======== Passage to read
= Cape Town Philharmonia Choir =

South African choir based in Cape Town, South Africa

The Cape Town Philharmonia Choir is a South African choir based in Cape Town, South Africa. The choir currently consists of 150 amateur singers, directed by Richard Haigh.

==History and repertoire==

The choir was founded in February 1967 by the late John Badminton, and is based in Cape Town. The choir incorporated a nucleus of experienced singers from its predecessor, the Melodic Choir, which had been directed by Dr Claude Brown. Since 1968, the choir has performed Handel's Messiah every year at Easter and this has become an integral Cape Town tradition. The choir's repertoire includes over 50 choral works – which includes both the serious and the popular.
================
======== Material provided
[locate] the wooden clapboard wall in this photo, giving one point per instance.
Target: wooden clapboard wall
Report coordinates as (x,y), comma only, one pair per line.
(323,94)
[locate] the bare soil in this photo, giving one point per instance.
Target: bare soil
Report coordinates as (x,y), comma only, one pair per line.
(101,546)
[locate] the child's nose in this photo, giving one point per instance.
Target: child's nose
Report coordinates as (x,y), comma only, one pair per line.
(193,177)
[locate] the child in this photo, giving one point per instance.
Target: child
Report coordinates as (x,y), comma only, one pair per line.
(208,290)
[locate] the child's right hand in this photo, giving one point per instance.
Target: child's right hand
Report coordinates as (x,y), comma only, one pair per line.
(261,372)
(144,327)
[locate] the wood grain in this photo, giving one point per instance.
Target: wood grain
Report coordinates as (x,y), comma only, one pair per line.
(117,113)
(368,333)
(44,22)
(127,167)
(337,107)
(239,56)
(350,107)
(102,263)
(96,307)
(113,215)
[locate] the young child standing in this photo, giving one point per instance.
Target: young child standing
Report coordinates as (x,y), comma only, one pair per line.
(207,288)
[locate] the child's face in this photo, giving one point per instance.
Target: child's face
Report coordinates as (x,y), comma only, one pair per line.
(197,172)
================
- Activities:
**1)** According to the passage about the Cape Town Philharmonia Choir, since what year has the choir performed Handel's Messiah every Easter?
**2)** Write out the passage about the Cape Town Philharmonia Choir between "The Cape Town" and "by Richard Haigh.", inclusive.
**3)** Resume the passage about the Cape Town Philharmonia Choir from its last sentence.
The data isn't needed here.

- Results:
**1)** Since 1968.

**2)**
The Cape Town Philharmonia Choir is a South African choir based in Cape Town, South Africa. The choir currently consists of 150 amateur singers, directed by Richard Haigh.

**3)**
The choir has also performed engagements with world-class singers and musicians such as Yehudi Menuhin, Luciano Pavarotti, John Rutter and Sir David Willcocks (who has been Honorary President of the choir since 1974). The choir participated in the 1998 Winter Olympics in Nagano, Japan by singing at Cape Point as part of a "round the world" performance of the choral movement of Beethoven's Ninth Symphony in which choirs in different continents were linked by satellite television transmission to the conductor, Seiji Ozawa, in Japan. For several years the choir collaborated with Reinhard Schwarz who often visited Cape Town as a guest conductor. Under his baton, the choir was invited to participate in the Schubert Bicentenary Festival in Vienna in May 1997, as well as performing in Munich. On his last tour to Cape Town before his death, Schwarz chose to conduct the choir in a performance of Dvořák's Requiem.

In 2001, the choir toured to England where they performed in several cathedrals and churches, and were scheduled to perform Elgar's The Dream of Gerontius in Worcester Cathedral on 2 June, the anniversary of the composer's birth.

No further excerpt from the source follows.